WORK INSTRUCTIONS =>
1 - Update a passage from the ultramarathon brain article. Begin at the words "And, according to", stop after "continued to run.", and replace "cartilage" with "connective tissue" each time it appears.
2 - List every country named in the article on ultramarathons and the brain.

EXTRACT TO READ =>
Ultramarathons May Briefly Shrink Your Brain, According To Science

But running a normal marathon won't have the same effect.
Most scientists say running is good for you, but what about running for nine weeks straight?
Most scientists say running is good for you, but what about running for nine weeks straight?
Robert Daly via Getty Images

Let's all just agree: Ultramarathoners are insane superhuman. A mere 26.2-mile run doesn't satisfy them. Instead, they chase adrenaline for hundreds of miles, sometimes for weeks on end.

And while running has undeniable benefits -- it improves your joint health, builds endurance, even boosts your sex appeal and keeps you feeling sexy -- scientists say that extreme long-distance running can be taxing on the body, including the brain.

Researchers at the University Hospital of Ulm in Germany found that the brains of runners who participated in the 2009 Trans Europe Foot Race -- an ultramarathon that covered nearly 2,800 miles in 64 days -- temporarily shrunk throughout the course of the race.

Dr. Uwe Schütz and his research team followed 44 runners during the nine-week race across southern Italy into Norway. Using a portable MRI scanner, the researchers scanned the runners' joints, limbs and organs every three to four days for the entire race, Smithsonian Magazine reported.

The researchers found that 13 of the runners who agreed to additional pre- and post-race brain scans had lost an average 6.1 percent of gray matter volume by the end of the race.

Schütz announced these findings -- which, given the study's small sample size, are considered preliminary and far from definitive -- during the Radiological Society of North America's annual meeting in Chicago last week. He did not immediately reply for The Huffington Post's request for comment.

A 3D rendering of the surface projection of the runner's brain, from start to around 2,486 miles (4,001 kilometers).
A 3D rendering of the surface projection of the runner's brain, from start to around 2,486 miles (4,001 kilometers).
University Hospital of Ulm in Germany

While fatigue and undernourishment may play a role in the loss of volume, Schütz thinks that lack of brain stimulation could be a major factor, since the athletes are solely focused on the road ahead for 64 days, according to the New Scientist.

Eight months after the race, however, follow-up brain scans revealed that there were no lasting effects on the brain and that the athletes' gray matter volume had returned to normal levels.

"Despite substantial changes to brain composition during the catabolic stress of an ultramarathon, we found the differences to be reversible and adaptive," Schütz said in a press release. "There is no lasting brain injury in trained athletes participating in ultra-running."

And, according to Dr. Roger Woods, professor of neurology at University of California, Los Angeles, shrinking gray matter isn't always detrimental to the brain or body.

"I think this study very nicely illustrates the faulty logic of concluding that an activity that thins brain gray matter is necessarily bad for the brain," Woods told HuffPost. "The fact that the gray matter returned to normal with time clearly distinguishes this from a disease process such as Alzheimer's disease, where thinning is relentlessly progressive."

Researchers also found that all 44 runners in the study experienced cartilage breakdown in the joints at about 1,550 miles into the race. Amazingly, after that point, the cartilage began to recover as the athletes continued to run.

"It was thought that cartilage could only regenerate during rest," Schütz told New Scientist. "We have shown for the first time that it can regenerate during running."

Normal marathon runners, who embrace the one-day challenge of running over a couple dozen miles, won't have to worry about these extreme body and brain changes. According to Schütz, those athletes won't experience the same physical toll.

This story was updated to include comment from Dr. Roger Woods, professor of neurology at the University of California, Los Angeles.

MATERIAL SUPPLIED =>
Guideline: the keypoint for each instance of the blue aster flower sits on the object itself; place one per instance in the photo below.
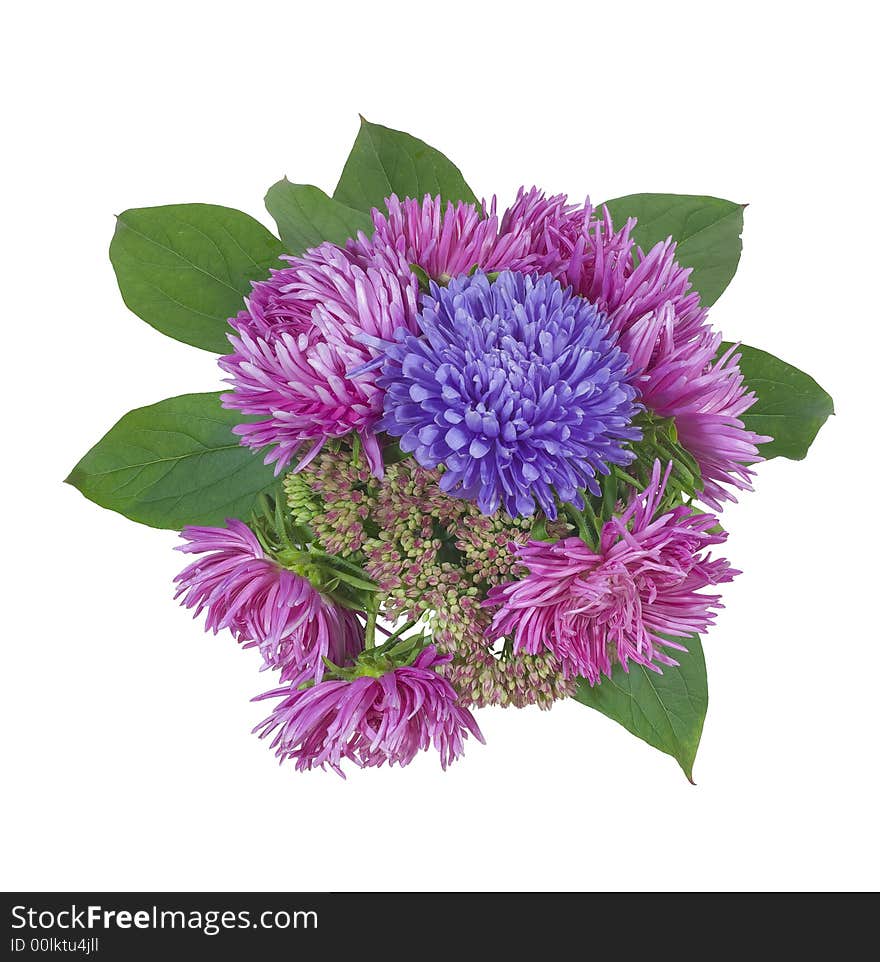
(515, 388)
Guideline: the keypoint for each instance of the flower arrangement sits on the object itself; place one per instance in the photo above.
(463, 458)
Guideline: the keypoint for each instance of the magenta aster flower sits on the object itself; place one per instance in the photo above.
(443, 242)
(370, 720)
(625, 601)
(661, 325)
(265, 605)
(297, 343)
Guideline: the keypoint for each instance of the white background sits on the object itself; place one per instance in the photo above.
(128, 762)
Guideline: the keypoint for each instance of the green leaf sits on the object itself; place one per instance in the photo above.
(384, 162)
(791, 406)
(706, 229)
(667, 711)
(186, 268)
(306, 217)
(174, 463)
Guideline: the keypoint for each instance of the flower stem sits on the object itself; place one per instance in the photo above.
(370, 630)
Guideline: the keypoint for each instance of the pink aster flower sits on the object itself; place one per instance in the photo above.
(661, 325)
(305, 330)
(625, 601)
(443, 242)
(369, 720)
(265, 605)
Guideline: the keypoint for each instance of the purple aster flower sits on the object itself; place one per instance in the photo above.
(370, 720)
(624, 601)
(298, 342)
(661, 325)
(265, 605)
(515, 388)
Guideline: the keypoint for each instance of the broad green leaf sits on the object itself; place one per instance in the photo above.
(186, 268)
(667, 711)
(384, 162)
(306, 217)
(791, 406)
(707, 231)
(174, 463)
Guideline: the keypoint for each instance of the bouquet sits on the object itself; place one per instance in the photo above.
(463, 458)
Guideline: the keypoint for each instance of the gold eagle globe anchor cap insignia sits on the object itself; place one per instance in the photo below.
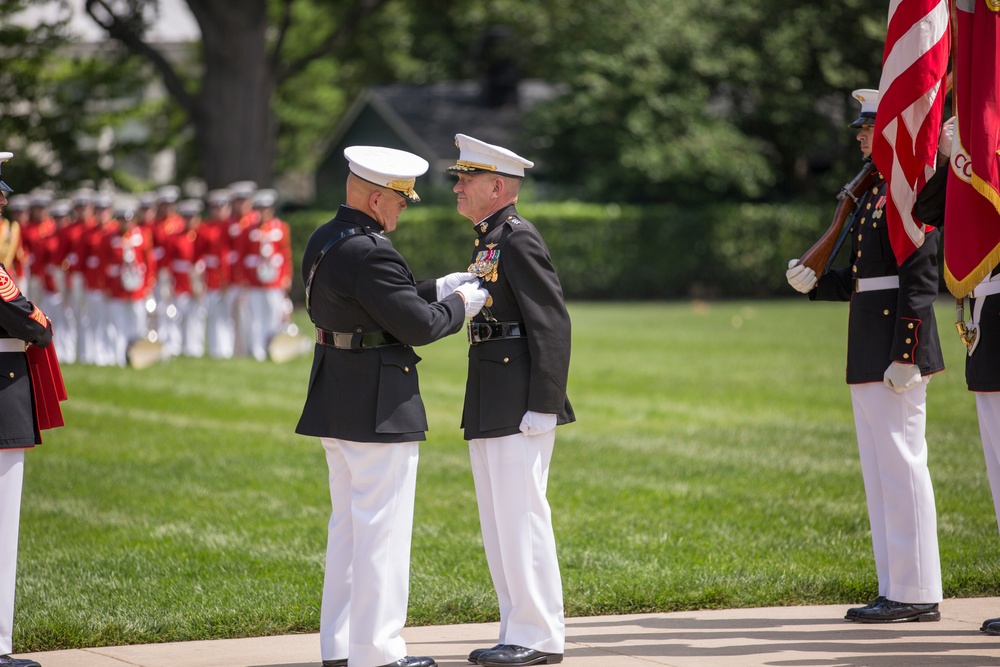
(387, 168)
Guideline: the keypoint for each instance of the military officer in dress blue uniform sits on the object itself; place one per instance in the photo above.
(514, 398)
(981, 333)
(892, 350)
(364, 401)
(21, 323)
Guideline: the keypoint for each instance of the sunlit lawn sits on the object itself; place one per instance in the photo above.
(713, 464)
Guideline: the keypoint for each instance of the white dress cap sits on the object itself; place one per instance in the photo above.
(242, 189)
(869, 101)
(168, 194)
(478, 156)
(190, 207)
(387, 168)
(219, 197)
(4, 156)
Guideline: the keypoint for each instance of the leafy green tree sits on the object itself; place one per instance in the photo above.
(57, 100)
(680, 100)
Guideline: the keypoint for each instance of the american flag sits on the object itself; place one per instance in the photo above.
(910, 107)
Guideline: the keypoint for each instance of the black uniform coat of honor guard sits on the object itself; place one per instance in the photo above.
(369, 394)
(892, 349)
(511, 376)
(515, 397)
(21, 323)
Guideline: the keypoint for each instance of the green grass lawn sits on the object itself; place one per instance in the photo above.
(713, 464)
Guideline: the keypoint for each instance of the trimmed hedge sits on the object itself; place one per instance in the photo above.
(622, 252)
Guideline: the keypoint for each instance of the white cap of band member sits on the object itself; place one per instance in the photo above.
(242, 189)
(869, 101)
(476, 156)
(387, 168)
(189, 208)
(4, 156)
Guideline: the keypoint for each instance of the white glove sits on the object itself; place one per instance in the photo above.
(536, 423)
(947, 136)
(474, 297)
(800, 276)
(447, 284)
(900, 376)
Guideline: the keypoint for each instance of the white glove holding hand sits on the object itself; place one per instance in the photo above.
(474, 297)
(947, 137)
(900, 376)
(800, 276)
(447, 284)
(536, 423)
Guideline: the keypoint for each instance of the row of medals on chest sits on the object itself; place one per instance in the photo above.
(485, 266)
(876, 216)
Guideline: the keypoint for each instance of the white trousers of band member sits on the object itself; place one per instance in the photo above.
(191, 322)
(219, 325)
(11, 478)
(129, 322)
(263, 318)
(511, 474)
(366, 586)
(63, 318)
(94, 338)
(988, 408)
(893, 448)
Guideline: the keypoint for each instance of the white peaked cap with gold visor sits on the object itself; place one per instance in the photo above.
(387, 168)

RESULTS IN ORDER =>
1 -
And, according to Dr. Roger Woods, professor of neurology at University of California, Los Angeles, shrinking gray matter isn't always detrimental to the brain or body.

"I think this study very nicely illustrates the faulty logic of concluding that an activity that thins brain gray matter is necessarily bad for the brain," Woods told HuffPost. "The fact that the gray matter returned to normal with time clearly distinguishes this from a disease process such as Alzheimer's disease, where thinning is relentlessly progressive."

Researchers also found that all 44 runners in the study experienced connective tissue breakdown in the joints at about 1,550 miles into the race. Amazingly, after that point, the connective tissue began to recover as the athletes continued to run.

2 - Germany, Italy, Norway